▶ _WHAT IS BEING ASKED_
Drop the images. Copy every line below character for character.

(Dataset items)
====================

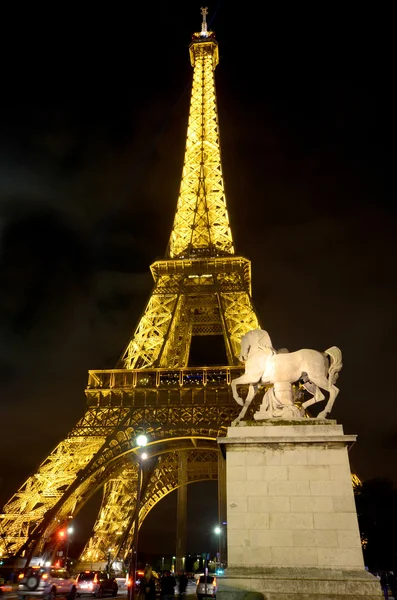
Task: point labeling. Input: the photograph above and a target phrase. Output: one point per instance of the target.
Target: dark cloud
(93, 120)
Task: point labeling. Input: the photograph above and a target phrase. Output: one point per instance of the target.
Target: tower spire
(201, 224)
(204, 12)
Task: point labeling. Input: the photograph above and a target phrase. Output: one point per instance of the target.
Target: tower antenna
(204, 12)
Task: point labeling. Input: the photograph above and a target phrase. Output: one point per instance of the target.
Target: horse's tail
(336, 364)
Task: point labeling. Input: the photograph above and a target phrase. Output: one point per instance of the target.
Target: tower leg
(181, 516)
(222, 545)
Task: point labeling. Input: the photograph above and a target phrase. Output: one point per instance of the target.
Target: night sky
(93, 116)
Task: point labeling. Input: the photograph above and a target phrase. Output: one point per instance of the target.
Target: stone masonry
(291, 517)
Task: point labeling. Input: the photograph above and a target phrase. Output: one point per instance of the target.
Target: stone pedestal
(291, 519)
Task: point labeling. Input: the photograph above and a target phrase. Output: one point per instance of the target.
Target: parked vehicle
(96, 583)
(206, 586)
(47, 582)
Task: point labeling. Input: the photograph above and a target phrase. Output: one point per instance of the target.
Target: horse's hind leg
(313, 389)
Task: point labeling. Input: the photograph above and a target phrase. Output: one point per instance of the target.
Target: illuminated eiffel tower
(201, 288)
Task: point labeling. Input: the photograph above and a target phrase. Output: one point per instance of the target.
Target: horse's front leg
(251, 393)
(244, 379)
(332, 397)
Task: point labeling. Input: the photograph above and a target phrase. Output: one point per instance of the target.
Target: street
(190, 593)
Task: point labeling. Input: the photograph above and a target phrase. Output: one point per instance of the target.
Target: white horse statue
(263, 365)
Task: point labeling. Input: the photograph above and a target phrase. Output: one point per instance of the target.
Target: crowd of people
(147, 587)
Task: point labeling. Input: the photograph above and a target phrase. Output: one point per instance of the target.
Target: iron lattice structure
(201, 288)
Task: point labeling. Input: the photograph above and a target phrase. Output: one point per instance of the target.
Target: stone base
(293, 583)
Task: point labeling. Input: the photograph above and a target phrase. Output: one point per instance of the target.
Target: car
(206, 586)
(96, 583)
(46, 582)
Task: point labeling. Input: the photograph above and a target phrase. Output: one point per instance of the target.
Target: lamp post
(141, 441)
(69, 533)
(218, 532)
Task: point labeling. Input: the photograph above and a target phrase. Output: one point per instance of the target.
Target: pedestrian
(183, 581)
(168, 584)
(147, 585)
(393, 584)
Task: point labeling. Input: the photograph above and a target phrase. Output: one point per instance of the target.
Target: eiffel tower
(201, 288)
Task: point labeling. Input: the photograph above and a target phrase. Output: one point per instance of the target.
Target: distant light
(141, 440)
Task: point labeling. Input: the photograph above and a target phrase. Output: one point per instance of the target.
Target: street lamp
(218, 532)
(141, 441)
(69, 531)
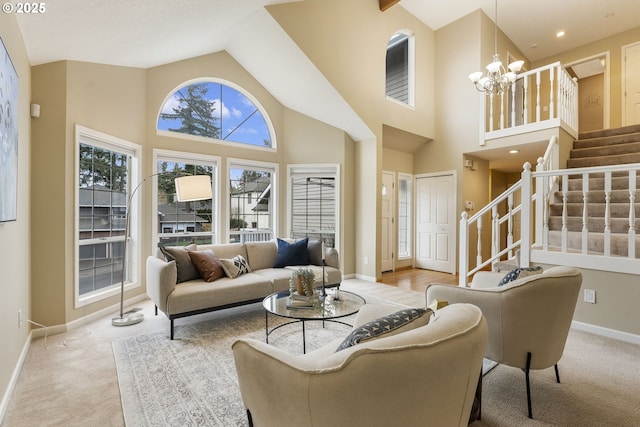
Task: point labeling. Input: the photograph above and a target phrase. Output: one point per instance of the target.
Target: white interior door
(631, 84)
(388, 215)
(435, 223)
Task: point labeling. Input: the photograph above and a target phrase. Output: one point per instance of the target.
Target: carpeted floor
(71, 379)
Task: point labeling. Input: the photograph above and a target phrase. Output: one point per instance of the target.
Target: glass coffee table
(328, 310)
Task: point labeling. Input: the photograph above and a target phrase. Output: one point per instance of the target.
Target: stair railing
(543, 250)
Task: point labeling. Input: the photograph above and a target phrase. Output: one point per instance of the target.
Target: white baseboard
(58, 329)
(606, 332)
(367, 278)
(14, 378)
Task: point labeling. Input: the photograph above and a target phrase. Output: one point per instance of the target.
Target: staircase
(592, 149)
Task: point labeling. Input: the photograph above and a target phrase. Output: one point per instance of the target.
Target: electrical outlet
(590, 296)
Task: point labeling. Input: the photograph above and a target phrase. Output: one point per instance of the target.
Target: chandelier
(497, 79)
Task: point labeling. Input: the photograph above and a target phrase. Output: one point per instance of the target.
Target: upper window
(214, 110)
(399, 68)
(314, 202)
(105, 173)
(181, 223)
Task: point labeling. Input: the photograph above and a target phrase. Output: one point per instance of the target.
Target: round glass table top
(328, 307)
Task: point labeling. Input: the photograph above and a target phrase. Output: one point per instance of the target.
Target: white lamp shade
(494, 67)
(516, 66)
(193, 187)
(474, 77)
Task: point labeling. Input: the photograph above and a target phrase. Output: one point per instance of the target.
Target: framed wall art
(8, 137)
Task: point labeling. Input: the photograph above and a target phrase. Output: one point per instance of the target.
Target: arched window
(399, 68)
(215, 110)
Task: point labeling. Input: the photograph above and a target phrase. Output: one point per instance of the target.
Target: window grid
(181, 223)
(250, 204)
(103, 182)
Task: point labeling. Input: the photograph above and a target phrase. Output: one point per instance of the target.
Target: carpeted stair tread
(607, 141)
(609, 150)
(609, 132)
(596, 196)
(619, 242)
(618, 182)
(620, 159)
(594, 224)
(616, 210)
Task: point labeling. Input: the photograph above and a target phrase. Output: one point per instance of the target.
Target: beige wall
(15, 244)
(326, 31)
(613, 45)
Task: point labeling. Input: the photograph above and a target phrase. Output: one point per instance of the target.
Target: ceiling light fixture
(497, 79)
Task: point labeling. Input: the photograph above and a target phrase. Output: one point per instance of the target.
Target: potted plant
(302, 280)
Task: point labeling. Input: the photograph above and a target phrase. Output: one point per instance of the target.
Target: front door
(435, 223)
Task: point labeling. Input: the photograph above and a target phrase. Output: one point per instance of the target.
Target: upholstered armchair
(425, 376)
(528, 318)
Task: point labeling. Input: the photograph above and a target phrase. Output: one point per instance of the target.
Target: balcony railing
(539, 99)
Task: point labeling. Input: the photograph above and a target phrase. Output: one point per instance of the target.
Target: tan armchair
(528, 319)
(426, 376)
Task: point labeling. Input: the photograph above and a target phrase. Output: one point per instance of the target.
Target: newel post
(525, 227)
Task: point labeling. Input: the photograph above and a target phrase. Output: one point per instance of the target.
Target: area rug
(191, 381)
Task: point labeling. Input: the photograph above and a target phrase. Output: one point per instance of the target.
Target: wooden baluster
(631, 253)
(479, 245)
(537, 96)
(565, 230)
(585, 213)
(607, 214)
(510, 223)
(551, 83)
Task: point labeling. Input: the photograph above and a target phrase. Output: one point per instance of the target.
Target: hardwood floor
(417, 279)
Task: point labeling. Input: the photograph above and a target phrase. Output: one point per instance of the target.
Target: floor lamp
(188, 188)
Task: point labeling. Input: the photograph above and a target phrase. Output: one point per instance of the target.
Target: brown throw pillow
(179, 254)
(208, 264)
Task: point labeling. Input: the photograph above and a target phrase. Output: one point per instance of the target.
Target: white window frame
(84, 135)
(326, 170)
(274, 168)
(409, 180)
(411, 61)
(253, 99)
(191, 158)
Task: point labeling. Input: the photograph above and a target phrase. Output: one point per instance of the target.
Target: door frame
(606, 119)
(453, 237)
(623, 79)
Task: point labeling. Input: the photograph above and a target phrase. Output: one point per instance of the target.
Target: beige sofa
(197, 296)
(425, 376)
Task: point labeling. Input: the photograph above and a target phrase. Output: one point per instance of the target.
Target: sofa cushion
(236, 266)
(207, 264)
(292, 253)
(314, 251)
(519, 273)
(180, 254)
(261, 254)
(388, 324)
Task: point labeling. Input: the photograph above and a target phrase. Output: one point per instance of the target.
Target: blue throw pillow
(382, 326)
(292, 253)
(518, 273)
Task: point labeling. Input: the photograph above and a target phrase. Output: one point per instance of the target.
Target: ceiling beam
(386, 4)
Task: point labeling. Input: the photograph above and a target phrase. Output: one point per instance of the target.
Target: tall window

====================

▶ _ANSWER BELOW_
Task: point labeling. Input: the photograph above and a target phrase. Output: one point per instance of the target.
Target: dark cloud
(93, 120)
Task: point labeling. Input: the photograph above and a target phrase. Output: one point per instance of the target.
Target: tower spire
(201, 224)
(204, 12)
Task: point labeling. Input: the photograph above and a target phrase. Output: one point per instance of the target.
Target: tower antenna
(204, 12)
Task: point labeling. Input: the photograph above and a target phrase. Output: one point per instance of the target.
Target: horse's tail
(336, 364)
Task: point labeling. Input: the photograph above and a target phrase. Output: one point per instance of the target.
Target: tower leg
(181, 516)
(222, 545)
Task: point labeling. Input: the photograph above and a target phrase. Output: one point per instance of the target.
Target: night sky
(93, 116)
Task: point labeling. Input: the photograph above and a target phrase. Output: one point per instance of the target.
Target: stone masonry
(291, 517)
Task: point labeling. Input: the photograph above and a target phrase. Output: one point per instance of the target.
Target: stone pedestal
(291, 519)
Task: point labeling. Input: the photograph above and a target phrase. Output: one point per instance of the target.
Target: parked vehicle
(96, 583)
(206, 586)
(47, 582)
Task: point labeling. Input: the photograph above and a target phrase. Output: one point per instance of the target.
Target: horse's hind leg
(313, 389)
Task: point labeling. Input: the photograph above and a target phrase. Output: one point per instance of the target.
Target: illuminated eiffel tower
(201, 288)
Task: point labeling. Input: the photograph above and a target phrase. Output: one point per instance of the target.
Target: horse's front leg
(251, 393)
(244, 379)
(332, 397)
Task: point labeling. Input: the photograph above and a target phrase. Output: one point per instance of the target.
Target: street
(190, 593)
Task: point labeling. Input: the photograph above and a target phrase. Output: one point per instance of the target.
Target: white horse statue
(263, 365)
Task: point labeling. Input: the photograph above and a target phrase. Output: one point per instance of the target.
Target: crowd of people
(147, 587)
Task: point labeling. Input: the photograph above and a target phrase. Output: one point per instance of the target.
Target: iron lattice structure
(201, 288)
Task: point labeling. Input: the photograph above and a target phrase. Output: one point per instance of the target.
Target: stone base
(293, 583)
Task: point labeling. Input: the photograph above and a target phrase. Output: one point per instance of the target.
Target: car
(206, 586)
(96, 583)
(46, 582)
Task: point labeling. Input: the photograph above and a target phrase. Output: one point per instance of the target.
Target: lamp post
(141, 441)
(69, 533)
(218, 532)
Task: point labeling. Input: the photograph above and a target phrase. Output: one point per instance of the target.
Target: pedestrian
(183, 581)
(168, 584)
(147, 585)
(393, 584)
Task: point labeling. Input: the photograph above and a target phrase. Output: one point per instance of the target.
Target: eiffel tower
(201, 288)
Task: point labeling. Input: the photograph above and a target phrase. Output: one point per instance of the target.
Target: distant light
(141, 440)
Task: point labeling. Input: the photograph above and a target phrase. Output: one point per instance of the target.
Target: street lamp
(218, 532)
(141, 441)
(69, 531)
Task: point labeling. Input: the photograph above and a target phrase. Output: one point per instance of the target.
Target: white interior door
(631, 84)
(388, 215)
(435, 223)
Task: point labeling. Input: the photograph above and a target phrase. Output: one point per instance of the target.
Target: carpeted floor
(71, 379)
Task: point labeling. Input: the photograph above and a target phrase. Output: one point per instance of the target.
Target: glass coffee table
(328, 310)
Task: point labeling. Input: the photograph above and a target phrase. Output: one point per instance of the target.
Target: stair railing
(543, 250)
Task: point labeling. Input: the photograph above and a target phrase. Output: one point per instance of the target.
Target: white baseboard
(58, 329)
(606, 332)
(367, 278)
(14, 378)
Task: point labeling. Input: the photograph above and a target phrase. Output: one point per instance of the target.
Target: staircase
(592, 149)
Task: point labeling. Input: the photograph above and a target phrase. Output: one point per instance of the target.
Target: electrical outlet
(590, 296)
Task: point labeling. Input: the photograph above and a target phrase. Output: one point per instance of the target.
Target: chandelier
(497, 79)
Task: point labeling. Input: the photograph above and a target phrase. Output: one point per instance of the target.
Target: upper window
(214, 110)
(399, 68)
(314, 202)
(105, 173)
(181, 223)
Task: point labeling. Input: the photograph above and a target phrase. Output: one point per instance of the target.
Target: round glass table top
(328, 307)
Task: point labeling. Input: the photograph above and a target phrase. Output: one point per instance of the target.
Target: white lamp shade
(494, 67)
(516, 66)
(193, 187)
(474, 77)
Task: point labeling. Input: the photograph above and a target phrase. Output: one point per instance of the target.
Target: framed wall art
(8, 137)
Task: point labeling. Input: the photograph above and a target phrase. Output: one point per instance of the target.
Target: arched window
(399, 68)
(215, 110)
Task: point labeling. Input: the photograph above and a target phrase. Output: one point per instance of the target.
Target: window grid
(181, 223)
(250, 204)
(103, 182)
Task: point labeling. Input: the photograph above and a target phrase. Output: one point per instance of the target.
Target: carpeted stair tread
(607, 141)
(609, 150)
(609, 132)
(596, 196)
(619, 242)
(618, 182)
(620, 159)
(594, 224)
(616, 210)
Task: point labeling. Input: the photograph above and a target phrase. Output: one point per instance of the target.
Target: beige wall
(15, 244)
(326, 31)
(613, 45)
Task: point labeling. Input: the photograph above and a target phrase. Output: one point per instance of the target.
Target: ceiling light fixture
(497, 79)
Task: point labeling. Input: the photograph above and a target phrase. Output: one point per instance of the target.
Target: potted plant
(302, 280)
Task: point labeling. Input: the photograph above and a target phrase. Output: one point per instance of the target.
Target: front door
(435, 223)
Task: point labeling. Input: the photograph above and a target phrase. Output: one point per instance of the target.
Target: upholstered armchair
(425, 376)
(528, 318)
Task: point labeling. Input: the photograph above and a target phrase. Output: one point per instance of the target.
Target: balcony railing
(539, 99)
Task: point labeling. Input: the photograph above and a target phrase. Output: one point per instance of the target.
Target: tan armchair
(528, 319)
(426, 376)
Task: point labeling. Input: the photograph above and a target phrase. Output: one point per instance of the target.
Target: newel post
(525, 227)
Task: point labeling. Input: the photograph above and a target phrase. Output: one point per instance of the target.
Target: area rug
(191, 381)
Task: point labeling. Input: the photograph above and a target phrase. Output: one point per instance of the target.
Target: wooden baluster
(631, 253)
(479, 245)
(537, 96)
(565, 230)
(585, 213)
(607, 214)
(510, 223)
(551, 83)
Task: point labeling. Input: the photograph above and a target phrase. Output: one point per instance of the target.
Target: hardwood floor
(417, 279)
Task: point labeling. Input: the photograph above and a target phrase. Output: one point per instance of the target.
Target: floor lamp
(188, 188)
Task: point labeling. Input: the photograph above and a target phrase. Output: one point per instance of the target.
Target: brown throw pillow
(179, 254)
(208, 264)
Task: point labeling. Input: the photograph above and a target phrase. Output: one point per instance of the target.
Target: white window frame
(84, 135)
(326, 170)
(274, 168)
(409, 180)
(411, 61)
(253, 99)
(191, 158)
Task: point labeling. Input: the photograph above and a target phrase. Output: one point per instance of the target.
Target: door frame
(606, 119)
(453, 237)
(623, 79)
Task: point labeling. Input: the photograph above and a target phrase. Output: one point per instance of the target.
Target: beige sofa
(197, 296)
(425, 376)
Task: point labeling. Input: the photograph above and a target phrase. Output: one point per instance of the target.
Target: sofa cushion
(236, 266)
(207, 264)
(292, 253)
(314, 251)
(519, 273)
(180, 254)
(261, 254)
(388, 324)
Task: point labeling. Input: the photograph above and a target phrase. Output: one point per instance of the target.
Target: blue throw pillow
(382, 326)
(292, 253)
(518, 273)
Task: point labeling. Input: the photograph above and a target phrase. Output: one point per instance of the target.
Target: ceiling beam
(386, 4)
Task: point labeling. Input: the photograph above and a target phrase. Output: one point per instance of the target.
Target: tall window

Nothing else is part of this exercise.